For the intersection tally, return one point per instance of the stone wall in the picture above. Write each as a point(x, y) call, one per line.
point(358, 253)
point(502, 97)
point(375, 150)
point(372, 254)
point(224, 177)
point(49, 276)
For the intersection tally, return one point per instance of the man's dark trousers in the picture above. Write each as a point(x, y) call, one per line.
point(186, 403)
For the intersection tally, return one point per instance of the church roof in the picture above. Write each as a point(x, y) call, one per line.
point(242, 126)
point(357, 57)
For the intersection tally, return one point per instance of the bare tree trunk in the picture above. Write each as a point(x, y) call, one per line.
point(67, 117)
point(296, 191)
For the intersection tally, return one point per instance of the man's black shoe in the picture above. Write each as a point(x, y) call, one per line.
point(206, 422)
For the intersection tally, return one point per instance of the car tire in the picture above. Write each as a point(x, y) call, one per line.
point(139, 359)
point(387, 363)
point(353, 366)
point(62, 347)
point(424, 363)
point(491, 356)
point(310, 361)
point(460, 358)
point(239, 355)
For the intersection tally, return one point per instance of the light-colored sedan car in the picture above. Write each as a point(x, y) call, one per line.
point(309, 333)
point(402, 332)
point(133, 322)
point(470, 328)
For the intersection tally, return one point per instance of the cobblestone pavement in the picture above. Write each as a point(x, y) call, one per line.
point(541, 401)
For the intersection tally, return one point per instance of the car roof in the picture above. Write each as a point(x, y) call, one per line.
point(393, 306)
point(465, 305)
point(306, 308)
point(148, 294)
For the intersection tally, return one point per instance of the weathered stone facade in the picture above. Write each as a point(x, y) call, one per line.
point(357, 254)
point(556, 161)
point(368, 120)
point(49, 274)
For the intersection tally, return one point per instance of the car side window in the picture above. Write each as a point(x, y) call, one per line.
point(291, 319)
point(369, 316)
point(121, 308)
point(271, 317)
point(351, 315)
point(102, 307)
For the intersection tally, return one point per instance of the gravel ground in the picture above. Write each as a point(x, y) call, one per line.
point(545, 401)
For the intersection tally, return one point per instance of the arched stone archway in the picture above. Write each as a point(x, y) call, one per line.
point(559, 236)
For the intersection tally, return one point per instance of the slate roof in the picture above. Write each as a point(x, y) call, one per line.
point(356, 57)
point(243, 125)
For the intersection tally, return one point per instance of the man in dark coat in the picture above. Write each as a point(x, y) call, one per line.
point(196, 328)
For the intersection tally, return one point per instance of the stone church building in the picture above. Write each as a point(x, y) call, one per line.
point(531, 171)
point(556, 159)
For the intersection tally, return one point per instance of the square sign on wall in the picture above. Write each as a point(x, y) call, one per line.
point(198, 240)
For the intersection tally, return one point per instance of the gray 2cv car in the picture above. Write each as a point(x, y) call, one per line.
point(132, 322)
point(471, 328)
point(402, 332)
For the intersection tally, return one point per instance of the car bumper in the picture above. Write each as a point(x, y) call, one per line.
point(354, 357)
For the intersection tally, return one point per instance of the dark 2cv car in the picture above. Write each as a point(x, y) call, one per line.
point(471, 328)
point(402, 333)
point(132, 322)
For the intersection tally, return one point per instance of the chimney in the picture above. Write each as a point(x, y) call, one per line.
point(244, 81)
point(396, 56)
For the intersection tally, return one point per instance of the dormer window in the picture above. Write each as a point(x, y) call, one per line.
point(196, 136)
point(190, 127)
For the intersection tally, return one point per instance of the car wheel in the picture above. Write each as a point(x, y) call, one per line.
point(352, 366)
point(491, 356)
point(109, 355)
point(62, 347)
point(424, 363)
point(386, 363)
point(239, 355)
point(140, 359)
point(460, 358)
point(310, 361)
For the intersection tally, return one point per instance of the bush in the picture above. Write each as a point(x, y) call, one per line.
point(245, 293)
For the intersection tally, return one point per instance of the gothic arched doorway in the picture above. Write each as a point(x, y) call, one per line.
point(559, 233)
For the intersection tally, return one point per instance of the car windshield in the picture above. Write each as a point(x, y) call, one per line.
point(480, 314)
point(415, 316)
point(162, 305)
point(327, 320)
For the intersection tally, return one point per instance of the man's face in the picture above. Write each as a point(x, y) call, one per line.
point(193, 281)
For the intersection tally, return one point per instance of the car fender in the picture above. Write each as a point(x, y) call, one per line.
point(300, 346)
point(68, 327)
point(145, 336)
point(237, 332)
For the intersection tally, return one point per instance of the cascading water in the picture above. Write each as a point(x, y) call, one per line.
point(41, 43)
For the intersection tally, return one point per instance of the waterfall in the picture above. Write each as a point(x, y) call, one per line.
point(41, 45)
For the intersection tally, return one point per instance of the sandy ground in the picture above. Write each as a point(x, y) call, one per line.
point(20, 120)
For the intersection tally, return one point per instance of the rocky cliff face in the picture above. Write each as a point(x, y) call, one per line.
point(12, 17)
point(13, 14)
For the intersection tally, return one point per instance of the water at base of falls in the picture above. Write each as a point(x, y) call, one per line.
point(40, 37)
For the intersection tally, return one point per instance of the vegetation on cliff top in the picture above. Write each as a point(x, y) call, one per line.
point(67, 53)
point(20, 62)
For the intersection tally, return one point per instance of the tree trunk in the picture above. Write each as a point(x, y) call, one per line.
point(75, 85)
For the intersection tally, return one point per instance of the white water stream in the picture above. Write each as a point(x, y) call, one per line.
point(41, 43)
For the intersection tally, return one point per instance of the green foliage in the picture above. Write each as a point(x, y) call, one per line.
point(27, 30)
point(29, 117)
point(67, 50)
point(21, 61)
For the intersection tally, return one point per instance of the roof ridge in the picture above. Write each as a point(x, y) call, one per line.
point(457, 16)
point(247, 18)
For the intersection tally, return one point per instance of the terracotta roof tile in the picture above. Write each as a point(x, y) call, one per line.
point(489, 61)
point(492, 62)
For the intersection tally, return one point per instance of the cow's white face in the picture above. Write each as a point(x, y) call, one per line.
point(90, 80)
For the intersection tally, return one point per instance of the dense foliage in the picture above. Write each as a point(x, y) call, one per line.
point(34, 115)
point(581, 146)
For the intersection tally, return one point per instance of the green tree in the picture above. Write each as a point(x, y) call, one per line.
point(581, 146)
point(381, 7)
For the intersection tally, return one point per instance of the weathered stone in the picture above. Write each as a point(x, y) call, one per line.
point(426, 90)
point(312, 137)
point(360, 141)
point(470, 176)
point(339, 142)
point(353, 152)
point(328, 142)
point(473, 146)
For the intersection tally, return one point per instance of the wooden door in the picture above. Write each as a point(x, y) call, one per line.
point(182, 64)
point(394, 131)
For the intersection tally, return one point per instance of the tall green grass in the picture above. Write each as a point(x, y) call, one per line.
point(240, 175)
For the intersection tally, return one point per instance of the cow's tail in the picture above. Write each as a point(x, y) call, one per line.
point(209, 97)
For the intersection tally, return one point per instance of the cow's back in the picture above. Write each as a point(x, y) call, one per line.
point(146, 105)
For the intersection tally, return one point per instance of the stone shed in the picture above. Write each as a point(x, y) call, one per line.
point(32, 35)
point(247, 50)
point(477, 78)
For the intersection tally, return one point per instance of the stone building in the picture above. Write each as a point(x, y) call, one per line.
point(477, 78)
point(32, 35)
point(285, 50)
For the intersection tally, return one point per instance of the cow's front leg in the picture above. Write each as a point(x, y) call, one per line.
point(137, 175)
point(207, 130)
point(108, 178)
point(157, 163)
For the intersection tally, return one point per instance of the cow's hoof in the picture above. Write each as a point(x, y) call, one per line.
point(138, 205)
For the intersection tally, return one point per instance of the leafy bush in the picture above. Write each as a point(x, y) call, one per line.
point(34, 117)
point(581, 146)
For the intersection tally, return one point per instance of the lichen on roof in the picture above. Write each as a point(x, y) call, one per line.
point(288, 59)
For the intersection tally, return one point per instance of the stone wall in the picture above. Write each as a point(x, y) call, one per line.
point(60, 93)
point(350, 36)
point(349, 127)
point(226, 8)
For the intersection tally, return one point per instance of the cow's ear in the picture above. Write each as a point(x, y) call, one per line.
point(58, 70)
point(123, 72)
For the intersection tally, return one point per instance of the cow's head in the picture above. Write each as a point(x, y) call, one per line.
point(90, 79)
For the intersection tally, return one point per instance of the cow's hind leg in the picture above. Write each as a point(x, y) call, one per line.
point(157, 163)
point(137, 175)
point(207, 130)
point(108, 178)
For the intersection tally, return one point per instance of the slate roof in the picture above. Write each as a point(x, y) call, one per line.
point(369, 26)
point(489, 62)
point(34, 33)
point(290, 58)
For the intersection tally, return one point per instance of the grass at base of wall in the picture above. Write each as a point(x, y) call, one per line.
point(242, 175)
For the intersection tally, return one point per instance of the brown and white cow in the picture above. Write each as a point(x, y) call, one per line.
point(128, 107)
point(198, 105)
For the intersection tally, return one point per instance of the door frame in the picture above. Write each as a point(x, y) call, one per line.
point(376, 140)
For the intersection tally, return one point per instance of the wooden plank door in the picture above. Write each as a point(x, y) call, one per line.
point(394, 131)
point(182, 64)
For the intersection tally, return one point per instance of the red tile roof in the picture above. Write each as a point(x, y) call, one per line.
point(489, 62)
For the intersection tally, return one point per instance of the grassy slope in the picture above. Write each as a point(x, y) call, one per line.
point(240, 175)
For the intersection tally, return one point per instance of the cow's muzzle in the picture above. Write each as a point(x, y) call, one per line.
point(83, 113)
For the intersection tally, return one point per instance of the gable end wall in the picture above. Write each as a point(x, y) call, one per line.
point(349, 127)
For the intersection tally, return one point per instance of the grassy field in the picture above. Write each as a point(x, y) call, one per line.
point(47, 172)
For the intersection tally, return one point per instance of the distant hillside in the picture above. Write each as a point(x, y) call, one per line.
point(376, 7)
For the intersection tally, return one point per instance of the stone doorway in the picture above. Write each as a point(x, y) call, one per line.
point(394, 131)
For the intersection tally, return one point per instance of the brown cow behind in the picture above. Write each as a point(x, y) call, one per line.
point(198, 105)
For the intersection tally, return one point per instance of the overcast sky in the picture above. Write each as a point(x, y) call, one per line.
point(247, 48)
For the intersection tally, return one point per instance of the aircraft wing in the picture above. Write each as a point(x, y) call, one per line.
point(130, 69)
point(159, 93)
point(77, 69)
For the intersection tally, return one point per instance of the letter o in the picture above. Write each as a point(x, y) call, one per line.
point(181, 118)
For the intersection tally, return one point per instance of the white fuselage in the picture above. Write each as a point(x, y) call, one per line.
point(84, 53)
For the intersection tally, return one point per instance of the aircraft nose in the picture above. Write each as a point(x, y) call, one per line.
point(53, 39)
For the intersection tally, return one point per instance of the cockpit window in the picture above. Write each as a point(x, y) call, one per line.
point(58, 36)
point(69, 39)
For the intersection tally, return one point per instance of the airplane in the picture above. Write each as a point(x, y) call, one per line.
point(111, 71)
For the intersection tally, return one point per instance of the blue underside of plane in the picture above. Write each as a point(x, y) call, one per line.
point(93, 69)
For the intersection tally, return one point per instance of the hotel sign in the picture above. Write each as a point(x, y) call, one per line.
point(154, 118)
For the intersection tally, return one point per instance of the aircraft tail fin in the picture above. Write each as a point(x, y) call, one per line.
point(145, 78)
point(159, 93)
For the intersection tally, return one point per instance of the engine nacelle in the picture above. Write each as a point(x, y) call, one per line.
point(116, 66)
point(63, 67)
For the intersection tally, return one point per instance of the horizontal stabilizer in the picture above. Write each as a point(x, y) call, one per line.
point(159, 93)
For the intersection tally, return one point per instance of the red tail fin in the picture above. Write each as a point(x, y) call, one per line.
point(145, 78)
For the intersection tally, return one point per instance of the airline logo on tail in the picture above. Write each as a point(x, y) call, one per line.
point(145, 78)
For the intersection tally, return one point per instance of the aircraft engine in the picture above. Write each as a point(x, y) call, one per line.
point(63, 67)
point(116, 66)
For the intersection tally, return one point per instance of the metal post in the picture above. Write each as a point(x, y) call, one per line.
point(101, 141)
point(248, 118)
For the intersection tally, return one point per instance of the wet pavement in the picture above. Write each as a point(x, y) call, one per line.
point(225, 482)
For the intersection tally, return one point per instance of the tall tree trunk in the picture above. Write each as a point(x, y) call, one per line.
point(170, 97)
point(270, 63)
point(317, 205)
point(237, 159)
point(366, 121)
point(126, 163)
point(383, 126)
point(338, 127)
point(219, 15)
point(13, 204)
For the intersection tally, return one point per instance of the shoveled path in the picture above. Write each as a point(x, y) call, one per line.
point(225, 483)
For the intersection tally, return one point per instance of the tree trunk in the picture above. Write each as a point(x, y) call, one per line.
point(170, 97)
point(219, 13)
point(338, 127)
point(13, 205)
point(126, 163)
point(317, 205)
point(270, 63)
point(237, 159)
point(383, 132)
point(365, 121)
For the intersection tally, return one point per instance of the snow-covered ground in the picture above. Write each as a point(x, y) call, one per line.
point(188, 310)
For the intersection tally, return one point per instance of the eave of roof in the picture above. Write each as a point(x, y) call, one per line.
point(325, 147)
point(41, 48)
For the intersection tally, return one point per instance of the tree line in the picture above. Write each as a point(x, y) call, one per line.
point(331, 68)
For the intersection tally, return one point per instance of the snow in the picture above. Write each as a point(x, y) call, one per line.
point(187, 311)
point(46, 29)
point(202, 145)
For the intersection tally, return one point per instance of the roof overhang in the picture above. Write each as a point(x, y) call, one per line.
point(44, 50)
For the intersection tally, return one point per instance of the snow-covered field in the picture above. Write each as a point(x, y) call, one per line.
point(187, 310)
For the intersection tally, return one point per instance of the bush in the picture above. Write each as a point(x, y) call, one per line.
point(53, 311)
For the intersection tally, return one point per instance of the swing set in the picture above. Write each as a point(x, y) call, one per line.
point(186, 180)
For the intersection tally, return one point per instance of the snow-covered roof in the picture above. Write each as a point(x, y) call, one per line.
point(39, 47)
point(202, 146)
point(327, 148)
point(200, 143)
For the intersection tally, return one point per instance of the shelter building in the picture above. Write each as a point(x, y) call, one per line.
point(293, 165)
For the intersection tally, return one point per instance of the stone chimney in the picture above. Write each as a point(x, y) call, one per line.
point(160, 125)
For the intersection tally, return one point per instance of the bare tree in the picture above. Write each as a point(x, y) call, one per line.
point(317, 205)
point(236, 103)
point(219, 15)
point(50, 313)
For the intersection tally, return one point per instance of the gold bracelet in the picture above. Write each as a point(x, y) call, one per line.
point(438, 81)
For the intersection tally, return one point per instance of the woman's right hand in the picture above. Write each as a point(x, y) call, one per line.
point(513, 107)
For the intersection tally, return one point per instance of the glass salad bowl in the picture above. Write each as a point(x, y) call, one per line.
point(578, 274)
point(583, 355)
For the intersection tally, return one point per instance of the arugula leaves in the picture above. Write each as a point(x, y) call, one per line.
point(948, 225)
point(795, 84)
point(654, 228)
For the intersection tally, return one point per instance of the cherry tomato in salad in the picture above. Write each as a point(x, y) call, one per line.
------------
EXERCISE REQUIREMENTS |
Rewrite the rows from the line with "the cow's head" to the line with "point(90, 79)", replacing "intersection tally" with "overlap count" and leaving everything else unchanged.

RESULT FOR THIS TASK |
For the overlap count, return one point per instance of the cow's head in the picture above. Write each as a point(x, y) call, one per line.
point(90, 79)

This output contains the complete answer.